(Beginning of TEXT SECTION)

Tuesday, 25th March 2008
Illustration

I’ve had this great gallery of technical illustrations open in a tab for a little while now, and if you’re at all into super-detailed diagrams it’s well worth a look. The one of the fan (below) is my favourite. Via Chris Glass.

There’s a great collection of 3D type designs on You The Designer. I was looking through them and was reminded of the long-neglected Atlas Magazine, which is sort-of still going (well, it’s there but not being updated from what I can tell). I remember Atlas having a new design with each issue, which was what kept me going back, and looking through previous issues you can see how fast the technology was developing in those years. One of them even offers a link to the Netscape Plugin Finder, using a pop-up window. Still, it’s stuck on the last design now, though you can look at previous issues by clicking the roman numerals floating about on the left, if you can. It’d be interesting to see how it would have developed, had it avoided the big-time of IPOs and say, a merger with Slate or similar. I wonder if it would still have navigation that tries to run away from you?

(End of TEXT SECTION)
(Beginning of SOURCE INFORMATION)

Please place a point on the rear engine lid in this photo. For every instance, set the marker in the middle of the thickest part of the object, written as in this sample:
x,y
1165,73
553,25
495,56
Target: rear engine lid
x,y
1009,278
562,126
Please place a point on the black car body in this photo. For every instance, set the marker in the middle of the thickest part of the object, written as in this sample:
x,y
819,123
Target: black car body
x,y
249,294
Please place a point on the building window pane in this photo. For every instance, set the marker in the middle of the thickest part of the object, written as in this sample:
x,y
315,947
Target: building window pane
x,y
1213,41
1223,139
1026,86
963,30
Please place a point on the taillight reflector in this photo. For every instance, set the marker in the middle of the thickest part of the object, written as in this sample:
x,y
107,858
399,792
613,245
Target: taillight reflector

(End of SOURCE INFORMATION)

**WORK ITEM**:
Reproduce the illustration blog post above in full, word for word.

**ANSWER TO THIS EXERCISE**:
Tuesday, 25th March 2008
Illustration

I’ve had this great gallery of technical illustrations open in a tab for a little while now, and if you’re at all into super-detailed diagrams it’s well worth a look. The one of the fan (below) is my favourite. Via Chris Glass.

There’s a great collection of 3D type designs on You The Designer. I was looking through them and was reminded of the long-neglected Atlas Magazine, which is sort-of still going (well, it’s there but not being updated from what I can tell). I remember Atlas having a new design with each issue, which was what kept me going back, and looking through previous issues you can see how fast the technology was developing in those years. One of them even offers a link to the Netscape Plugin Finder, using a pop-up window. Still, it’s stuck on the last design now, though you can look at previous issues by clicking the roman numerals floating about on the left, if you can. It’d be interesting to see how it would have developed, had it avoided the big-time of IPOs and say, a merger with Slate or similar. I wonder if it would still have navigation that tries to run away from you?